- Texto de lectura:
Hace 40 años las ultraderechas europeas estaban en el orden de los cuatro puntos porcentuales. En la primera década del siglo XXI se duplicaron. Hoy la ultraderecha gobierna por primera vez en la historia moderna un país de Europa occidental, Italia. En su momento formó parte de los gobiernos de Austria y Finlandia. En Países Bajos y Dinamarca consiguió enorme capacidad de presión política. Ahora mismo la ultraderecha forma parte de los gobiernos de Polonia, Hungría (donde lleva doce años) y Eslovenia. En Suecia fue el segundo partido más votado.

Las causas de estos ascensos, combinados a su vez con el abstencionismo, según los expertos varían de un país a otro, más allá de que el descontento pueda tener un predominio de clases medias deterioradas o partidos tradicionales erosionados. Tampoco en América latina las crisis responden a un nítido patrón común. La realidad política del país más pobre del continente, Haití, tiene poca relación con la proverbial inestabilidad peruana, que a su vez difiere en muchos aspectos del problema brasileño.

Sin embargo, es cierto que hay una observación común en casi todos los análisis que se hacen: lo que está ocurriendo en todos estos países, también en las democracias europeas, es el resultado de decisiones anteriores. Cabe para Brasil y, desde luego, para la Argentina. Lo novedoso en Brasilia fue el intento de arremeter contra un presidente que ni siquiera había llegado a cobrar el primer sueldo.

Ahora bien, ¿por qué el Papa, que como corresponde hace valer su inmensa influencia para incidir en conflictos y desviaciones que advierte con preocupación en el mundo, apenas dice de las polarizaciones que “no ayudan a resolver los problemas urgentes de los ciudadanos”? ¿No son las polarizaciones plantadas hace ya varios años algo mucho más dañino para el sistema político que un mero remedio ineficaz para los problemas urgentes de las personas?

La democracia es un sistema basado en la representación y en la negociación. Era más o menos previsible que si se demonizaba al adversario y se lo trataba como enemigo, si se aborrecía la alternancia (con el elocuente boicot a las trasmisiones de mando), el diálogo sucumbiría, la negociación honesta quedaría herida de muerte y la democracia empezaría a irse al demonio.

Tanto en su escuchada palabra señera dicha desde el púlpito como en los inagotables diálogos que mantiene en privado con actores políticos, Francisco cuanto menos podría aprovechar para refrescarle al mundo que el método democrático sustituye el uso de la fuerza para solucionar los conflictos sociales y que las polarizaciones intencionadas son muy infecciosas y al cabo, letales. Esa es, tal vez, la más obvia lección de los sucesos del domingo en Brasil.

- Filas del conjunto de datos de señalamiento de objetos:
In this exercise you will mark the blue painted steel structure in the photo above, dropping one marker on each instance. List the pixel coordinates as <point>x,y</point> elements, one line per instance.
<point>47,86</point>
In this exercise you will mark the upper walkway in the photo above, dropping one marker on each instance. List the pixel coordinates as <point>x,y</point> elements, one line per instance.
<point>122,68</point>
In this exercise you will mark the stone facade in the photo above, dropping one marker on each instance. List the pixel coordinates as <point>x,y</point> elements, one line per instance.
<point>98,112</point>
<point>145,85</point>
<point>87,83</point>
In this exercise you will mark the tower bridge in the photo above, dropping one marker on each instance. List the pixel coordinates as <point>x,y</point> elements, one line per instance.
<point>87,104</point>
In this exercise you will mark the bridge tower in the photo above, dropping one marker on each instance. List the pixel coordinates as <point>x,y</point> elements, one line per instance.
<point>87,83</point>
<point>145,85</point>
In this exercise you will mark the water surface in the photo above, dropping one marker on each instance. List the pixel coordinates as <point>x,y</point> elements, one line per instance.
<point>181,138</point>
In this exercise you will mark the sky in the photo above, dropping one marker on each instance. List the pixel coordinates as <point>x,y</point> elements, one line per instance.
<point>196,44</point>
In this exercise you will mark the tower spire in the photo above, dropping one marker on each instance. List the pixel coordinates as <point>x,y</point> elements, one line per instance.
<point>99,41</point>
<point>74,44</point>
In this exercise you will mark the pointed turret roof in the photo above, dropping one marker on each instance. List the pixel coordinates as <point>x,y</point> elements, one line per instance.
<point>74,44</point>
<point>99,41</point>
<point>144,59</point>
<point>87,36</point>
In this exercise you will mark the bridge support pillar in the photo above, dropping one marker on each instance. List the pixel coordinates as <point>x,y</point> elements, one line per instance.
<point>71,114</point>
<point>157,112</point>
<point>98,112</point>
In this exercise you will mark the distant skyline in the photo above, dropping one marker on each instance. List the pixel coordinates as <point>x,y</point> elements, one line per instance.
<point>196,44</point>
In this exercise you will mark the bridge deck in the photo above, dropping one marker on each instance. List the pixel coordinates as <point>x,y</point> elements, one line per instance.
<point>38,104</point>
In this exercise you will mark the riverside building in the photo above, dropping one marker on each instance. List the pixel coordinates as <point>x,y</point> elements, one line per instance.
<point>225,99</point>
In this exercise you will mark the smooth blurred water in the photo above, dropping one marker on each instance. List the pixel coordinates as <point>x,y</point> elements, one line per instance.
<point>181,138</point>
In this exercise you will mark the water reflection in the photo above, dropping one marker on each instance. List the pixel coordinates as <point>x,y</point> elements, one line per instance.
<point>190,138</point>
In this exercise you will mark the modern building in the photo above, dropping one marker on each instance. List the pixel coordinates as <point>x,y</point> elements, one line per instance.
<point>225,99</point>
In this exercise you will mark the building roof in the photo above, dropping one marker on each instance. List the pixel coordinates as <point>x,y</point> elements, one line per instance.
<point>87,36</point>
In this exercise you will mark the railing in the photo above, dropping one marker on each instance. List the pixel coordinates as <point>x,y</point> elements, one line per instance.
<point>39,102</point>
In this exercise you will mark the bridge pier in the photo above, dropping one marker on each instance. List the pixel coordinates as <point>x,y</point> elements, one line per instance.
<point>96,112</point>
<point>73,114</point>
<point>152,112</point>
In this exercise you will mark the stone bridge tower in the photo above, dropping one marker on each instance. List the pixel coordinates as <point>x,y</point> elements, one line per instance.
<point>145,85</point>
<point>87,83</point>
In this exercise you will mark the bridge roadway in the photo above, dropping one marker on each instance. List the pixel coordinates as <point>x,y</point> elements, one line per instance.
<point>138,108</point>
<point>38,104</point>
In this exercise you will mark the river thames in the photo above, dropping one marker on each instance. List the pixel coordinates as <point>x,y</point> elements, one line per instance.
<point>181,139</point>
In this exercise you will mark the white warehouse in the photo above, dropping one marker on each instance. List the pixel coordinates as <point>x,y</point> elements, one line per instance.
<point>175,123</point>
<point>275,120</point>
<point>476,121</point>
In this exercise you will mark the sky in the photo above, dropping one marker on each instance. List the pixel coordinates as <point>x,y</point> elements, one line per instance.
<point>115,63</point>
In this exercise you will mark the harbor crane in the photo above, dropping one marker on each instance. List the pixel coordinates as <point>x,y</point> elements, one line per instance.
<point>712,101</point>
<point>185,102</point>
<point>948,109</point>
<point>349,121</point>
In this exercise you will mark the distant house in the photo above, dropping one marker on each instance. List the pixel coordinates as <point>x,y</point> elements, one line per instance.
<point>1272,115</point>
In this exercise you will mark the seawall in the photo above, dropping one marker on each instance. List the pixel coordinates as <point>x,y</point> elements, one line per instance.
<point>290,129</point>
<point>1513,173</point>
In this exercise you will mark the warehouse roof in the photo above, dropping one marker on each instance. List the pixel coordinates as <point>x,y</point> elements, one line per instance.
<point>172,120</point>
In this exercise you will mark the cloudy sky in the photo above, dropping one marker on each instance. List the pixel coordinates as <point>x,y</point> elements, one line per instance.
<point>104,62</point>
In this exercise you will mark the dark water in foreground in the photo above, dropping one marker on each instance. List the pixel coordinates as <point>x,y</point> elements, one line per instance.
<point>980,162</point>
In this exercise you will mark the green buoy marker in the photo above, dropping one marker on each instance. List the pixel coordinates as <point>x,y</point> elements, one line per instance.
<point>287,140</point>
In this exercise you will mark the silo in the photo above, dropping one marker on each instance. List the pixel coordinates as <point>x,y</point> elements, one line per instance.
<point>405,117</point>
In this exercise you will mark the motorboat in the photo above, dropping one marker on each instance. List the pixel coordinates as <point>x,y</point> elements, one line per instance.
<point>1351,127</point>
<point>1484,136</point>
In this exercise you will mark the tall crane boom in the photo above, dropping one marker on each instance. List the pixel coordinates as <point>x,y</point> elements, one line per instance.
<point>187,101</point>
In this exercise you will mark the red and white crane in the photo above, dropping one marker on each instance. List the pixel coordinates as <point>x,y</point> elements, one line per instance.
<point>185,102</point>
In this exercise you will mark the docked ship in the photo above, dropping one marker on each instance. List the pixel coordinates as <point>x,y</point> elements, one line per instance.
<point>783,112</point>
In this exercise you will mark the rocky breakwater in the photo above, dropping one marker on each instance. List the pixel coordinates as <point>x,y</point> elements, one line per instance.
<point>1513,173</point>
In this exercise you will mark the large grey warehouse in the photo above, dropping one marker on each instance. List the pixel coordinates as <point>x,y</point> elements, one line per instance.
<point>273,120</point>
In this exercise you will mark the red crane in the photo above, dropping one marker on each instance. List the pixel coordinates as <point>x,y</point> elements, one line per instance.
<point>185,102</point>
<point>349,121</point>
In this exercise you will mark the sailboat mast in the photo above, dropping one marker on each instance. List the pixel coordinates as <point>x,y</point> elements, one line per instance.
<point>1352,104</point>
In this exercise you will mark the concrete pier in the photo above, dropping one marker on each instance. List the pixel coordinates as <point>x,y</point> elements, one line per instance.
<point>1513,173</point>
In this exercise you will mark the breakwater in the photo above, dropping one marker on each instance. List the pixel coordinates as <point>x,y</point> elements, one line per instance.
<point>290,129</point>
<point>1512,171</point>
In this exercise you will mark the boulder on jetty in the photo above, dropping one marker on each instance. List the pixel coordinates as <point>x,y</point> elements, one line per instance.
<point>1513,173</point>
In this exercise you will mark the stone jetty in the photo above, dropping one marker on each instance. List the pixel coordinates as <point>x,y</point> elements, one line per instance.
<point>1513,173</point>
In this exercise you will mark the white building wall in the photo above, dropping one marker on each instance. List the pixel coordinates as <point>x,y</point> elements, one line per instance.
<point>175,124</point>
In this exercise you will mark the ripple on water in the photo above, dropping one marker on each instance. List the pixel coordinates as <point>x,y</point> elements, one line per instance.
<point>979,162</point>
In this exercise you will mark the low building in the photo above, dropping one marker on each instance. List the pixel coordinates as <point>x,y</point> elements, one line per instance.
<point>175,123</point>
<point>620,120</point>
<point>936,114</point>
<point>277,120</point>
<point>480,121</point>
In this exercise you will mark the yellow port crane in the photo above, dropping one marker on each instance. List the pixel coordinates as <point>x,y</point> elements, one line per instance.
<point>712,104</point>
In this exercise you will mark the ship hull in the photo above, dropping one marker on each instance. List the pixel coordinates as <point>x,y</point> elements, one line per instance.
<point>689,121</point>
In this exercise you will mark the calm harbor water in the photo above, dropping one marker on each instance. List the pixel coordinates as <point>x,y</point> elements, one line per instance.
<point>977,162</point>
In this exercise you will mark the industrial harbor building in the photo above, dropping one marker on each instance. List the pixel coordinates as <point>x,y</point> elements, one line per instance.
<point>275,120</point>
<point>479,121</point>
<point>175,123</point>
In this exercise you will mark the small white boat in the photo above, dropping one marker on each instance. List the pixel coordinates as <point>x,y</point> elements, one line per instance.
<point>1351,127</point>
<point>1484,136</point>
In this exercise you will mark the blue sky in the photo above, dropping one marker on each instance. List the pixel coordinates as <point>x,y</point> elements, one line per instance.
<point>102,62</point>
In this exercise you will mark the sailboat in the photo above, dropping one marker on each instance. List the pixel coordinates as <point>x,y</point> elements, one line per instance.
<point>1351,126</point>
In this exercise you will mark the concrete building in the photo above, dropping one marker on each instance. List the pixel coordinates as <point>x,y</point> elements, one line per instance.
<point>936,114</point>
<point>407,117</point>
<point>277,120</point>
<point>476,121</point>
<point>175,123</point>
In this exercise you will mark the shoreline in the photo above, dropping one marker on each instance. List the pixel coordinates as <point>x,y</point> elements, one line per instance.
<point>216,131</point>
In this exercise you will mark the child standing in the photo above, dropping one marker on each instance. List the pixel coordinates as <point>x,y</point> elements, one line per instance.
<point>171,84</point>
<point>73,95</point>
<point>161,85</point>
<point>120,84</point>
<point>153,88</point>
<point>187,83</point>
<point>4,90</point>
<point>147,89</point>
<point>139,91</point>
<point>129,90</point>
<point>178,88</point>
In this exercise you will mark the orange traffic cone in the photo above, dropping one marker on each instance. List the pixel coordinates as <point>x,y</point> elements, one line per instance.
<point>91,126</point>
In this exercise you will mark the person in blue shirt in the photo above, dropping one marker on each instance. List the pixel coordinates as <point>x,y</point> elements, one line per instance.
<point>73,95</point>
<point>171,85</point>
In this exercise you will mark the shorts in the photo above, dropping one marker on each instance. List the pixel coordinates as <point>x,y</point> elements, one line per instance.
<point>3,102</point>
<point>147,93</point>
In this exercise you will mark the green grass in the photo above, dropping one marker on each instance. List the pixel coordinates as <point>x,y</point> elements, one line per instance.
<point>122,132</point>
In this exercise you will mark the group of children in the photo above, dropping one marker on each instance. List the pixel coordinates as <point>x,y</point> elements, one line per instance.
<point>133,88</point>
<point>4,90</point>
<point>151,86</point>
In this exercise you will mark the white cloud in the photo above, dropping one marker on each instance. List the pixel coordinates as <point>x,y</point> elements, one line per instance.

- Lo que se pide:
a - Según el texto sobre la polarización política, ¿qué país de Europa occidental gobierna hoy la ultraderecha?
b - Indique si cada afirmación concuerda con el texto sobre la polarización política: (i) en Suecia la ultraderecha fue el segundo partido más votado; (ii) en Hungría la ultraderecha lleva veinte años en el gobierno; (iii) hace 40 años las ultraderechas europeas rondaban los cuatro puntos porcentuales.

- Respuestas por consigna:
a - Italia.

b -
(i) Sí: «En Suecia fue el segundo partido más votado.»
(ii) No: «Hungría (donde lleva doce años)».
(iii) Sí: «Hace 40 años las ultraderechas europeas estaban en el orden de los cuatro puntos porcentuales.»